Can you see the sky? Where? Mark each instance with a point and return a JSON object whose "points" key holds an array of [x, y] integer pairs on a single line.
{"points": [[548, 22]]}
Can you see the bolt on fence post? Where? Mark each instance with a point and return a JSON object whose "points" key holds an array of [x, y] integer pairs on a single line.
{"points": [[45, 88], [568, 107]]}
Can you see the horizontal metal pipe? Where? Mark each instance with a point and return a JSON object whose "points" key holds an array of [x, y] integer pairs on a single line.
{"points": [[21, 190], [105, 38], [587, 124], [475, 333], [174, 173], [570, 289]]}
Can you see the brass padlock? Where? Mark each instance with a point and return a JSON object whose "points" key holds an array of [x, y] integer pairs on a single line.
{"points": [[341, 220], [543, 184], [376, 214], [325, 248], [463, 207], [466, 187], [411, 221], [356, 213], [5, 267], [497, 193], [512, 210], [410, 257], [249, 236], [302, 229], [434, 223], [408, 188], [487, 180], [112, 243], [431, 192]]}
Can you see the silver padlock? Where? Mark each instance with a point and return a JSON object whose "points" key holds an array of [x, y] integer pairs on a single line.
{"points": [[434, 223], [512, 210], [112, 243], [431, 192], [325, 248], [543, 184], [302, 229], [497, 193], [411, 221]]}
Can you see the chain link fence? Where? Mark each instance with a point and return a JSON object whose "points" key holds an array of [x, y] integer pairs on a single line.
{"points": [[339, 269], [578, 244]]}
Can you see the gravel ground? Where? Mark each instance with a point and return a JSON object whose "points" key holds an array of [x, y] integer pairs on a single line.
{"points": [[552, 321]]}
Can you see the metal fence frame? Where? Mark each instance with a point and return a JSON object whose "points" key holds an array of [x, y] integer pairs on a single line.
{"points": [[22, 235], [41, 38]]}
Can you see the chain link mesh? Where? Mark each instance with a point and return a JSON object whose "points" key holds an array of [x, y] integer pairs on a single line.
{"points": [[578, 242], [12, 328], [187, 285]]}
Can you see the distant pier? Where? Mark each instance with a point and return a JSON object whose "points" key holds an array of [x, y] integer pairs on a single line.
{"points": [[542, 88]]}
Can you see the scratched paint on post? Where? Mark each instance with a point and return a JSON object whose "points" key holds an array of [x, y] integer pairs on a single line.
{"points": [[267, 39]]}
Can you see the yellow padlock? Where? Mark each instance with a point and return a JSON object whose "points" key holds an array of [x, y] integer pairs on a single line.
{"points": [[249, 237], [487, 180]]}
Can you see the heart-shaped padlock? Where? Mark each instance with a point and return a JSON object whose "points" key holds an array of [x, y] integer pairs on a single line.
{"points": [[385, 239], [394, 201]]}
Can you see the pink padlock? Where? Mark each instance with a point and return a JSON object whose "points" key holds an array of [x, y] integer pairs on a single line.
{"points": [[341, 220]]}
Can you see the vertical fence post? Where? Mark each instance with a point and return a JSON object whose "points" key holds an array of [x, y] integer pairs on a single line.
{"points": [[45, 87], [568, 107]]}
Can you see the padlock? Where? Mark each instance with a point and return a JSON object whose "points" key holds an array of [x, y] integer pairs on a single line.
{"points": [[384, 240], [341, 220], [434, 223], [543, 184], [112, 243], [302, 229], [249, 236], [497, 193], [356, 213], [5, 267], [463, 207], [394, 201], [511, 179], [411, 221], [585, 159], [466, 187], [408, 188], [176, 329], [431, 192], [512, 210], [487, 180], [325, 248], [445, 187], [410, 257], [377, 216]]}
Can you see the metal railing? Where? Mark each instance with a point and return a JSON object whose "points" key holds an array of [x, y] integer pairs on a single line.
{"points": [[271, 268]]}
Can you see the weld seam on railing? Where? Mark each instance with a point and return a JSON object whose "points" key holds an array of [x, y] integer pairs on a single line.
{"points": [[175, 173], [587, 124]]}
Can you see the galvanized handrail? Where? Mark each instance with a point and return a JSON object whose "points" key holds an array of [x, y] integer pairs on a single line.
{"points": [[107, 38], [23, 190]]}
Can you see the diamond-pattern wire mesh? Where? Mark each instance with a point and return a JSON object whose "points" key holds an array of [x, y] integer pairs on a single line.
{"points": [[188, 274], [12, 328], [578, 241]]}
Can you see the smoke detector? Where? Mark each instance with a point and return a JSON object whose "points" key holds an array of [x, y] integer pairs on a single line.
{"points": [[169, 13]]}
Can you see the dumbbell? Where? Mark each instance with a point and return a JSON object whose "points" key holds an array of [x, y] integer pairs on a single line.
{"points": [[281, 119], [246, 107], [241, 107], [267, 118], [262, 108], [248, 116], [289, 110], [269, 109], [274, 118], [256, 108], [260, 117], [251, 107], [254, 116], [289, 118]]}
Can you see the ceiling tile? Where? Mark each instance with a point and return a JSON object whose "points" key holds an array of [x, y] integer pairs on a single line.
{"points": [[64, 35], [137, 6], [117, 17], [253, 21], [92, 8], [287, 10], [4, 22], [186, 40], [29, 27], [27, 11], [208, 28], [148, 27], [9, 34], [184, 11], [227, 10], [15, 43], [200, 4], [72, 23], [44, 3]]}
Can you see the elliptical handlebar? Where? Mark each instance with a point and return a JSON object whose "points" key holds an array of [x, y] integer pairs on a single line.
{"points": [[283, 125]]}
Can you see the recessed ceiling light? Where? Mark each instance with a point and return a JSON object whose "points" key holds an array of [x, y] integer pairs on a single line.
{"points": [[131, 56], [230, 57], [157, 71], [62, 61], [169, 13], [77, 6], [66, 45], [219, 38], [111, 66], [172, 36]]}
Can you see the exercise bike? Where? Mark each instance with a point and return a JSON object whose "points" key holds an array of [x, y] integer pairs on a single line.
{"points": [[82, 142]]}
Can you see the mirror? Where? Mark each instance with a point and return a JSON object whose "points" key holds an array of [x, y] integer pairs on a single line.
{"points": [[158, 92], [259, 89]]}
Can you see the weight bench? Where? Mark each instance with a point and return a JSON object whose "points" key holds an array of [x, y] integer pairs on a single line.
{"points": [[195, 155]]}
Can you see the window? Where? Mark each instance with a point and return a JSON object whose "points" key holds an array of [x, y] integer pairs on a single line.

****

* **WRITTEN EXERCISE**: Reproduce the data above line for line, with no changes.

* **SOLUTION**:
Can you see the sky? Where? Mark each instance with a point and return a JSON object whose "points" key holds an array of [x, y] integer pairs on a single line.
{"points": [[548, 22]]}
Can you see the bolt on fence post? Where? Mark each instance with a point and return a JSON object whose "points" key holds an array of [x, y] integer pairs on a single line.
{"points": [[45, 88], [568, 107]]}
Can you see the horizontal metal pipe? Where? Mark each instance with a point and return a JSON object whose "points" key holds an array of [x, y] integer pairs on a single line.
{"points": [[21, 190], [105, 38], [587, 124], [475, 333], [174, 173], [570, 289]]}
Can you see the brass padlock? Where? Mark each instance with a point and return a JSON object whose "points" key holds an array of [x, y] integer pairs on a single line.
{"points": [[341, 220], [543, 184], [376, 214], [325, 248], [463, 207], [466, 187], [411, 221], [356, 213], [5, 267], [497, 193], [512, 210], [410, 257], [249, 236], [302, 229], [434, 223], [408, 188], [487, 180], [112, 243], [431, 192]]}
Can you see the silver padlock? Where? Mark each instance with a point and return a JSON object whose "points" key holds an array of [x, y] integer pairs on a single line.
{"points": [[434, 223], [512, 210], [112, 243], [431, 192], [325, 248], [543, 184], [302, 229], [497, 193], [411, 221]]}
Can you see the chain link fence? Where? Mark each instance with a point and return a JSON object whose "points" key holds an array of [x, y] integer pairs on a single line.
{"points": [[339, 269], [578, 244]]}
Can you see the gravel ground? Where? Mark each instance with a point and return a JSON object whose "points" key holds an array of [x, y] integer pairs on a single line.
{"points": [[552, 321]]}
Can you see the metal fence frame? Where? Mark each instance with a point and return a JSON object whose "points" key holds an array of [x, y] integer pairs on a single line.
{"points": [[22, 235], [41, 38]]}
Can you see the chain link mesh? Where? Mark each instance with a point and return a JSON object whose "points" key holds an array of [x, y] integer pairs on a single line.
{"points": [[578, 242], [12, 328], [187, 285]]}
Can you see the distant pier? Where? Mark each instance with a point and return a JSON object whose "points" key holds an array of [x, y] integer pairs on a single line.
{"points": [[542, 88]]}
Can you see the scratched paint on post? Where? Mark each instance with a point and return a JSON object whose "points" key holds an array of [x, y] integer pairs on a single line.
{"points": [[267, 39]]}
Can you see the yellow padlock? Where? Mark each instance with a point and return a JSON object whose "points" key holds an array of [x, y] integer pairs on a single line.
{"points": [[249, 237], [487, 180]]}
Can you see the heart-shaped padlock? Where? Mark each instance with a point and return a JSON object whose "points" key holds an array of [x, y] integer pairs on a single line.
{"points": [[385, 239], [394, 201]]}
Can you see the pink padlock? Where? Mark each instance with a point and return a JSON object whose "points" key holds an array of [x, y] integer pairs on a single line.
{"points": [[341, 220]]}
Can you see the vertical fence post? Where? Mark each instance with a point and return a JSON object whose "points" key holds an array of [x, y] integer pairs on a single line.
{"points": [[45, 87], [568, 107]]}
Can you see the padlock? Where? Mark each instance with a point and return a JSON object whose "points" key holds an array of [x, y] integer pairs on a single line.
{"points": [[384, 240], [341, 220], [434, 223], [543, 184], [112, 243], [302, 229], [249, 236], [497, 193], [356, 213], [5, 267], [463, 207], [394, 201], [511, 179], [411, 221], [585, 159], [466, 187], [408, 188], [176, 329], [431, 192], [512, 210], [487, 180], [325, 248], [445, 187], [410, 257], [377, 216]]}
Can you see the metal railing? Where? Mark each instance with a point and return a JSON object whose "points" key holds an array of [x, y] integer pairs on a single line.
{"points": [[271, 268]]}
Can you see the weld seam on railing? Where? Mark each instance with a point and return a JSON object whose "points" key holds an array of [x, y] integer pairs on a single line.
{"points": [[175, 173], [587, 124]]}
Can you see the galvanized handrail? Where? Mark each instance with a point and return a JSON object whose "points" key holds an array of [x, y] integer pairs on a single line.
{"points": [[107, 38], [23, 190]]}
Can you see the diamond-pattern wire mesh? Where? Mark each instance with a point and return a JSON object whose "points" key holds an array of [x, y] integer pairs on a single line.
{"points": [[188, 274], [12, 328], [578, 241]]}
Can you see the smoke detector? Where? Mark each instance with a point and return a JSON object whose "points" key holds an array of [x, y] integer pairs on a single line.
{"points": [[169, 13]]}
Can you see the dumbbell? Where? Mark each instance with a point and return a JSON object whose "points" key holds an array of [x, y] integer pairs on a single line.
{"points": [[281, 119], [246, 107], [241, 107], [267, 118], [262, 108], [248, 116], [289, 110], [269, 109], [274, 118], [256, 108], [260, 117], [251, 107], [254, 116], [289, 118]]}
Can you see the ceiling tile? Where? Mark each instance with a point and return a JSON object whose "points" key holds an array of [x, y] integer pairs on a single line.
{"points": [[64, 35], [137, 6], [117, 17], [253, 21], [92, 8], [287, 10], [4, 22], [186, 40], [29, 27], [27, 11], [208, 28], [148, 27], [9, 34], [184, 11], [227, 10], [15, 43], [200, 4], [72, 23], [44, 3]]}
Can you see the elliptical handlebar? Where? Mark each instance with a point and return a JSON object whose "points" key holds an array of [x, y] integer pairs on a single line.
{"points": [[283, 125]]}
Can you see the recessed ceiling light? Where? Mark each instance with a point and return a JSON object whose "points" key holds an array of [x, y] integer pairs on a single line.
{"points": [[131, 56], [230, 57], [157, 71], [62, 61], [169, 13], [77, 6], [66, 45], [219, 38], [111, 66], [172, 36]]}
Can you see the exercise bike? Where? Mark each instance with a point and return a JSON object whose "points" key holds an array of [x, y] integer pairs on a single line.
{"points": [[82, 142]]}
Can you see the mirror? Where? Mark each instance with a point and return a JSON object whose "points" key holds an array of [x, y] integer pairs on a single line.
{"points": [[158, 92], [259, 89]]}
Can you see the weight bench? Where? Mark each instance with a point and return a JSON object whose "points" key holds an array of [x, y] integer pairs on a single line.
{"points": [[195, 155]]}
Can you see the window? Where? Mark each instance with a point and return a JSON object whose "points" key holds an array of [x, y] integer pairs on a single line.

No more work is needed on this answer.